____ Selected passage
12.  Increased expression of carbonic anhydrase I in the synovium of patients with ankylosing spondylitis 
Background
One of the most distinctive features of ankylosing spondylitis (AS) is new bone formation and bone resorption at sites of chronic inflammation. Previous studies have indicated that the hyperplasia and inflammation of synovial tissues are significantly related to the pathogenic process of AS. The present study used a proteomic approach to identify novel AS-specific proteins by simultaneously comparing the expression profiles of synovial membranes from patients with AS, rheumatoid arthritis (RA) and osteoarthritis (OA).
Methods
Synovial tissues were collected from the hip joints of patients with AS and knee joints of patients with RA or OA (n = 10 for each disease) during joint replacement surgery. Proteins extracted from the synovial tissues were separated by 2-D electrophoresis (2-DE), and the proteins with significantly increased expression in the AS samples were subjected to MALDI-TOF/TOF-MS analysis. The results were verified using western blotting and immunohistochemistry. Levels of the candidate proteins in synovial fluids from knee joints (n = 40 for each disease) were measured using ELISA.
Results
The proteomic approach revealed significantly increased expression of carbonic anhydrase I (CA1) in the synovial membrane of patients with AS as compared with the RA and OA tissue samples. Immunohistochemistry and western blotting analysis confirmed the findings described above. The ELISA detected a higher level of CA1 in synovial fluids from patients with AS than those with OA. The mean value of the CA1 level was also higher in AS patients as compared with RA patients. This study also detected increased expression of alpha-1-antitrypsin in the synovial tissues from AS patients, which is in agreement with other reports.
Conclusion
In vitro experiments by other groups indicated that CA1 catalyzes the generation of HCO3- through the hydration of CO2, which then combines with Ca2+ to form a CaCO3 precipitate. Calcification is an essential step of bone formation. Substantial evidence indicates that carbonic anhydrase also stimulates bone resorption. Hence, overexpression of CA1 in the synovial tissues of AS patients may promote improper calcification and bone resorption in AS.
________
____ Raw data
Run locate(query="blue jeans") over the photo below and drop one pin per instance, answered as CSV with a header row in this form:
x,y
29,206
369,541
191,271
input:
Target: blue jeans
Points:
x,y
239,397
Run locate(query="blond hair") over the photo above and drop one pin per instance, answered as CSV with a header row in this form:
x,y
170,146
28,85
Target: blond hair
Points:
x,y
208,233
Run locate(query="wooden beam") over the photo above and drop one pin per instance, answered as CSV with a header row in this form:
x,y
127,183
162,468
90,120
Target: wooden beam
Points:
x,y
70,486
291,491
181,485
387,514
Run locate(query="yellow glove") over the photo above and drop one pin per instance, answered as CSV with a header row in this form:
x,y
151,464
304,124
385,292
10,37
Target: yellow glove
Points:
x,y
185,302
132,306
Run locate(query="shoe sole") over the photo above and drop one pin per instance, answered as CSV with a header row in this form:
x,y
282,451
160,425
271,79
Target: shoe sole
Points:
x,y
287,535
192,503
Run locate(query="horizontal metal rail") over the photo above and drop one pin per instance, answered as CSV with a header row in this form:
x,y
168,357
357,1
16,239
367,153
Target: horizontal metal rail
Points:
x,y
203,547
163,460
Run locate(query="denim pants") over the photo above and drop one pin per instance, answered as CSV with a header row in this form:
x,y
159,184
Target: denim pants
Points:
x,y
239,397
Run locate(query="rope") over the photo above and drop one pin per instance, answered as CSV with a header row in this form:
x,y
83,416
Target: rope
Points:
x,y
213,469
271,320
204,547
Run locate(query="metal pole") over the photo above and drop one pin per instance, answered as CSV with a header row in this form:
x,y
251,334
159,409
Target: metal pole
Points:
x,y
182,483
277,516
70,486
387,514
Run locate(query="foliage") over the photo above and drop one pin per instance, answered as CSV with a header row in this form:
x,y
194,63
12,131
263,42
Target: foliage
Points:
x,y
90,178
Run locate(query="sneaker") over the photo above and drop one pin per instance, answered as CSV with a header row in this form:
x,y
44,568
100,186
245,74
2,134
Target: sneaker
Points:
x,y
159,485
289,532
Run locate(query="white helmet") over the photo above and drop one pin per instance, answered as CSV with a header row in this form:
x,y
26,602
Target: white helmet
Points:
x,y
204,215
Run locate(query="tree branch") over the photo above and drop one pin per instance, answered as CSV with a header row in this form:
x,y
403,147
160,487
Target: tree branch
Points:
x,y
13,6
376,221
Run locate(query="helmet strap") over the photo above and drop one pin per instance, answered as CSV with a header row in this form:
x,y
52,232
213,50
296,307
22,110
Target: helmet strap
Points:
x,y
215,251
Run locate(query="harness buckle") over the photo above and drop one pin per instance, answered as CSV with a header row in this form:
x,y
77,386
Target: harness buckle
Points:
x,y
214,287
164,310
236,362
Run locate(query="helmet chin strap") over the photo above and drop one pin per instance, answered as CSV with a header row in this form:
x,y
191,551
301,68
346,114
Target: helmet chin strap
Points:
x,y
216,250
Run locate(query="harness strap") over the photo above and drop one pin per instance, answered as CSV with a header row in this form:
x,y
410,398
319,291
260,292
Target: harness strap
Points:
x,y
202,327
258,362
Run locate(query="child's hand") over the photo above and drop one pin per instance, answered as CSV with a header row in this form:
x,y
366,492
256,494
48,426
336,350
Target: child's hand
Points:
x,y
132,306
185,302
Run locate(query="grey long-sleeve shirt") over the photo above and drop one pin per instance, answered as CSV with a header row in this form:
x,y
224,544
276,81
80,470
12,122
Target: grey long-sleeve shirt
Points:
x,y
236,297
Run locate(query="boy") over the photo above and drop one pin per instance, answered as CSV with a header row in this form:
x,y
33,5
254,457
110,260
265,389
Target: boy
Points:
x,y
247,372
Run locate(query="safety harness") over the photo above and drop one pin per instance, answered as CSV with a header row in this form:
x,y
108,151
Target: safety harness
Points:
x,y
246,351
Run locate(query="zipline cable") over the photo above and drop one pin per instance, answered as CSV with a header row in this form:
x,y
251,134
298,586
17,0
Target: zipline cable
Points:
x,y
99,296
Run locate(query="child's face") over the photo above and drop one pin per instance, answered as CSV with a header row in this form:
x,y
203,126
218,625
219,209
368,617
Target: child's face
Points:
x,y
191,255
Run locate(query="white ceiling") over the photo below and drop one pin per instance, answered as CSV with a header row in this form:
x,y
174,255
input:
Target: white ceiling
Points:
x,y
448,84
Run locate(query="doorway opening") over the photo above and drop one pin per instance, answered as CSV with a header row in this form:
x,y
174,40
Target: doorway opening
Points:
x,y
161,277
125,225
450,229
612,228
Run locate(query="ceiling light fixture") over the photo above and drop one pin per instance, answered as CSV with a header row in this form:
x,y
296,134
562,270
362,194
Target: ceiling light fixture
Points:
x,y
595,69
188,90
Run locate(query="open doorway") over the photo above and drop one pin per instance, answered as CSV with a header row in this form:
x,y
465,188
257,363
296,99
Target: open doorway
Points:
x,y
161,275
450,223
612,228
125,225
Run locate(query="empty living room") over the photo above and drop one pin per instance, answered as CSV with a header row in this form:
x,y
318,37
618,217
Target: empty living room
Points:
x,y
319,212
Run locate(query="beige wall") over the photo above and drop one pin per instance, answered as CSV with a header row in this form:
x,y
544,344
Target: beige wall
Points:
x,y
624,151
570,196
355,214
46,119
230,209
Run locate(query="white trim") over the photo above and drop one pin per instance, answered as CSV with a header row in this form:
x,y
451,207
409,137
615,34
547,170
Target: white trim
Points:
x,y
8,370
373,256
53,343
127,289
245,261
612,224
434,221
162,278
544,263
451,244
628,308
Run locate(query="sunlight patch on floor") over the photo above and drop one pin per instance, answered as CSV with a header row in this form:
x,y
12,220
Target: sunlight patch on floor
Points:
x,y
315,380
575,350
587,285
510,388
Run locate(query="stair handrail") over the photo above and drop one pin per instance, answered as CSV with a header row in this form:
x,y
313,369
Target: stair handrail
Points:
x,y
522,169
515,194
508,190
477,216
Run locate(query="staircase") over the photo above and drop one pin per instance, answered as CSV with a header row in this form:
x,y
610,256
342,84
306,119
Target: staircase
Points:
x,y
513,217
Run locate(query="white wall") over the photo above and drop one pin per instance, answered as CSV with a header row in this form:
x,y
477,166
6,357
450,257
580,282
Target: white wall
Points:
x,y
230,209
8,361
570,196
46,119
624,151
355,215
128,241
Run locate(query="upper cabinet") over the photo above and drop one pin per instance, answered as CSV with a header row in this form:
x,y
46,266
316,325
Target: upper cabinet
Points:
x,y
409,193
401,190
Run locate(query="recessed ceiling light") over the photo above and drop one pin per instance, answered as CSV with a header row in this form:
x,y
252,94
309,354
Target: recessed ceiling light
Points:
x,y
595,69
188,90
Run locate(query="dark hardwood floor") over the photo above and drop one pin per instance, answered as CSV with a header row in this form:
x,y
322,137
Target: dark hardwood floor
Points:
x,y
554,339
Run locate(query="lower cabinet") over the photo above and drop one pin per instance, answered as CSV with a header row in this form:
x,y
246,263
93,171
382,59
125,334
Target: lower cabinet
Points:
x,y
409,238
________
▶ What needs to be done:
Using the summary of the ankylosing spondylitis study, answer:
1. From which joints were synovial tissues of the AS patients collected?
2. What method measured levels of the candidate proteins in synovial fluids?
3. Besides carbonic anhydrase I, which protein showed increased expression in synovial tissues from AS patients?

▶ Output below:
1. The hip joints.
2. ELISA.
3. Alpha-1-antitrypsin.